◆ ЗАДАЧА ◆
Пожалуйста, ответьте по тексту страницы ниже: какой формой мыслится novel, в отличие от fiction?

Помимо географических условий Сержа Дубровского, почвой для создания и развития концепта автофикшна послужила среда американской критики, в которой обсуждались проблемы вымысла как такового. Еще в 1960-е годы противопоставление между реалистическим романом и новыми формами антимиметической наррации отражается в семантическом водоразделе между терминами novel и fiction. В то время как novel мыслится в качестве отмирающей архаической формы, fiction предлагает модель новых практик письма, не стремящихся к эффекту реальности и тяготеющих к формированию своеобразного сверхжанра. На смену традиционному жанровому членению приходит обобщающее понятие художественной прозы (fiction), пытающейся отрефлексировать обновление нарративных практик. Это приводит к созданию целой плеяды терминов, имеющих в своей структуре корень fiction.

◆ ПРЕДОСТАВЛЕННЫЕ ДАННЫЕ ◆

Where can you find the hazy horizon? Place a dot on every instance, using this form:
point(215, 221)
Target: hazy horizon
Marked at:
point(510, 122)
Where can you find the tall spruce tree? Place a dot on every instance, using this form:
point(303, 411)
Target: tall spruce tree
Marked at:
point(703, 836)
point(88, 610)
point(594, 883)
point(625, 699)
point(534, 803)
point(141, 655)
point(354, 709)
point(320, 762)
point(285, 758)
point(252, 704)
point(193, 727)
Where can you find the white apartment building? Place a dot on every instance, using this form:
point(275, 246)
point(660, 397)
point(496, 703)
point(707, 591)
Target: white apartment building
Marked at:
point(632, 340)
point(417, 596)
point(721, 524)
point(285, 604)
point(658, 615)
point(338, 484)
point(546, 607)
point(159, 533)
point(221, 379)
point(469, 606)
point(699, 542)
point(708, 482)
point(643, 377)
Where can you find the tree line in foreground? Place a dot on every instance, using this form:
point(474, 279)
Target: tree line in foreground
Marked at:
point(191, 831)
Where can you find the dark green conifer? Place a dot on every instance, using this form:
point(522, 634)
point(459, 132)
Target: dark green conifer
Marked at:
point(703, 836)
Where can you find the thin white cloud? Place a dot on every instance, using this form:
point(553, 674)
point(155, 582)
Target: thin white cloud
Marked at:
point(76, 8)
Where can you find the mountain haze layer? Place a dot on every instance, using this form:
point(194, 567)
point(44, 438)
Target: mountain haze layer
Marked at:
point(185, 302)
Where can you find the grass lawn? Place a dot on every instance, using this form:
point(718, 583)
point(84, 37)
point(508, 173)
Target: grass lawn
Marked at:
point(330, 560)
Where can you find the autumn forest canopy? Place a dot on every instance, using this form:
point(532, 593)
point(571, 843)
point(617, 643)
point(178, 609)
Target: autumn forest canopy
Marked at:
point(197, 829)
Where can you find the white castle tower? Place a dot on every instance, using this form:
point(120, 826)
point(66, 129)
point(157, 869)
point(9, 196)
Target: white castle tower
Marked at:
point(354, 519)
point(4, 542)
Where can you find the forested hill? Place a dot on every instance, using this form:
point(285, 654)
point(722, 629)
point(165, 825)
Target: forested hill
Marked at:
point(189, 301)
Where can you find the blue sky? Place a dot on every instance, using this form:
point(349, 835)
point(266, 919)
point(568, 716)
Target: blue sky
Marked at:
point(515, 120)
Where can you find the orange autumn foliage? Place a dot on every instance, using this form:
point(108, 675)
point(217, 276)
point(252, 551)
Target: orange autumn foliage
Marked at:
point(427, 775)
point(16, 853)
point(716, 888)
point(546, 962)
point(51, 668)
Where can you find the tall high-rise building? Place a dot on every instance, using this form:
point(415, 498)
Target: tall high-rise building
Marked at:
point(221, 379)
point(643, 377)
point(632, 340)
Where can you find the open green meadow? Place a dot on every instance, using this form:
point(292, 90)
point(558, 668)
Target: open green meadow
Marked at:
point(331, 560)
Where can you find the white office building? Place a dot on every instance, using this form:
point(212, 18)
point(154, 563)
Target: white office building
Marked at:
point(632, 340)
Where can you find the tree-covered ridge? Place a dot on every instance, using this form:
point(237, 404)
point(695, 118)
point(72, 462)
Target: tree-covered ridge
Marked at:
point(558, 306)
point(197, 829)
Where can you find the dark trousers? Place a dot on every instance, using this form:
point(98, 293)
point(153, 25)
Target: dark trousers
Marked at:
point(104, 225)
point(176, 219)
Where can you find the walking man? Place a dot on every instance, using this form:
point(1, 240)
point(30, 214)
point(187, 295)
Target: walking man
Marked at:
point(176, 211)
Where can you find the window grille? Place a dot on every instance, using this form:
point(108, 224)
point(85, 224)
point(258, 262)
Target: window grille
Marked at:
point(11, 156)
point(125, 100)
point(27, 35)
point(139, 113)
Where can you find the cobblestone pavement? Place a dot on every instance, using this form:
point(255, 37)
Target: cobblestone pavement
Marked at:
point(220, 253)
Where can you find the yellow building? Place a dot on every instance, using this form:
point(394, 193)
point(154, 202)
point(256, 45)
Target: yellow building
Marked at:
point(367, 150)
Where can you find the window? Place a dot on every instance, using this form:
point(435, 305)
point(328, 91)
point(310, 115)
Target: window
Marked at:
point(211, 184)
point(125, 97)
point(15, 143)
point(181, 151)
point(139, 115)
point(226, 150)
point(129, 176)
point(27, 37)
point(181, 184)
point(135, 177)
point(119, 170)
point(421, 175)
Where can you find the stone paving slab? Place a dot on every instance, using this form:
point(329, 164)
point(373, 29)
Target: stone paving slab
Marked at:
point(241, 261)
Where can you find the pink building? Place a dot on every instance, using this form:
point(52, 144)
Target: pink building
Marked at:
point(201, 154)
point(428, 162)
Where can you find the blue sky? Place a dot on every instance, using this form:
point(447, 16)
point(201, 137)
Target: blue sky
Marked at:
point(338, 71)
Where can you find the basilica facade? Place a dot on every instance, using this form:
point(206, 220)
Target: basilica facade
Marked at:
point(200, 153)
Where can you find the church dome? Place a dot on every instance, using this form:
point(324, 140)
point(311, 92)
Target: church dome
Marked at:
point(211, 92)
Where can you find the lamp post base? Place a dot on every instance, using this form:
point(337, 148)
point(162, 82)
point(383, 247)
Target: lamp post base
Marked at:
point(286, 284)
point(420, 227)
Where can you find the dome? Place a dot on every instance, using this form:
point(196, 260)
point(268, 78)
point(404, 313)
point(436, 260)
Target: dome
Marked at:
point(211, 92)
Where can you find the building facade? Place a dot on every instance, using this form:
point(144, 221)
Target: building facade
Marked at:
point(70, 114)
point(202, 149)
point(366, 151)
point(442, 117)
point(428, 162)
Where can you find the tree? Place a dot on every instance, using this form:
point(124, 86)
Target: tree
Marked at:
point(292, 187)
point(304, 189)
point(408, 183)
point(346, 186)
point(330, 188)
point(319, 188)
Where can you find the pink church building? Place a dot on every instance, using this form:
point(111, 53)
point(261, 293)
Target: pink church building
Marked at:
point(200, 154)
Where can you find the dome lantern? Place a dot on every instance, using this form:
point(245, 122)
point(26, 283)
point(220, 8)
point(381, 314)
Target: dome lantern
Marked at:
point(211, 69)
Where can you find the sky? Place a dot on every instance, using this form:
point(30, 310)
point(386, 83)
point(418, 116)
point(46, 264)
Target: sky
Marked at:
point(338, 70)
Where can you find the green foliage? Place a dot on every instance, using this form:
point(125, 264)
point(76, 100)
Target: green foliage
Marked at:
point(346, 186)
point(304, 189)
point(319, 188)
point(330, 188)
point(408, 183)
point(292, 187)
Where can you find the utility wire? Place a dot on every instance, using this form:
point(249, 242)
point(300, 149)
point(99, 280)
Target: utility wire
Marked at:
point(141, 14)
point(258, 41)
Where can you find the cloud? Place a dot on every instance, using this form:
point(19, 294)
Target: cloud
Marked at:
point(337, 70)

◆ РЕШЕНИЕ ЗАДАЧИ ◆
Novel мыслится в качестве отмирающей архаической формы.